# Reading text
Jim Doyle’s favorite hack, Bill Christofferson (Xoff in the Cheddarsphere), seems to think that an issue “ad” on school choice produced by Charlie Sykes and run solely on his own WTMJ show, is illegal. He conveniently doesn’t assert the state statute that this purportedly violates, so I can’t speak to whether he is off-base vis-a-vis state statute. However, I did come up with the state Constitution section (Article I, Section 3, annotated) that deals with speech – “Every person may freely speak, write and publish his sentiments on all subjects, being responsible for the abuse of that right, and no laws shall be passed to restrain or abridge the liberty of speech or of the press.”
One of the annotations (which are contradictory on the issue of “electioneering”) does state, “It may be appropriate to consider context in determining whether a communication "expressly advocates" the election, defeat, recall, or retention of a clearly identified candidate or a particular vote at a referendum, within the meaning of s. 11.01 (16) (a) 1. Elections Board v. Wisconsin Manufacturers & Commerce, 227 Wis. 2d 650, 597 N.W.2d 721 (1999), 98âˆ’0596.” However; not only is there a “MAY” in that exemption from this provision crafted out by Wisconsin’s Supreme Court; and not only is there no express advocacy regarding the election, defeat, recall, or retention of Doyle contained in the item; but there is no noted exemption from this provision for legislative items. Therefore, even if Xoff is right about this being an “unpaid commercial”, it would seem to fall under the Constitutional protection of free speech.
However, he is wrong on this being an “ad”. It is true that it sounds a lot like an ad, and it is true that Sykes at one point said that he was seeking sponsorship for wider airplay of the item (at which point, it would become an ad), but its current on-air play, as far as I can determine (I don’t listen 3.5 hours/day) is limited to Charlie’s own show outside the normal commercial rotation. Also, every time this item has aired and I managed to hear its airing, Sykes introduced the item as his.

# Material provided
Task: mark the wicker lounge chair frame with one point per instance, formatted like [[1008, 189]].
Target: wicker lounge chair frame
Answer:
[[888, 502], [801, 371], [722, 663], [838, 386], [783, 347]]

# Task prompt
Continue the piece on whether Charlie Sykes's school choice spot is an illegal ad, picking up after its final sentence.

# Reply
As for restricting advocacy, I’m sure the Legislature and the governor would love to not hear from their constituents. That way, bad ideas like AB15 (the bad-gas bill) would sail through, while good ideas like the repeal of the automatic gas-tax increase would have died on the vine. Sorry, Xoff; sorry, Doyle; and sorry, Legislature, but this is a participatory Republic.
Revisions/extensions (2:37 pm 1/19/2006) – Charlie, Patrick, Peter, taxh8r and Dad29 all have reactions to Xoff’s attempted hit. Who is going to ask Xoff, “Was this trip really necessary?”
Revisions/extensions part deux (4:00 pm 1/19/2006) – Xoff isn’t safe even on his own blog. A couple of non-bloggers take him to task back on his original post.
Even more revisions/extensions (4:15 pm 1/19/2006) – Brian weighs in. He points out that frivolous campaign charges is straight from the Xoff playbook and invites Xoff to “go for it.”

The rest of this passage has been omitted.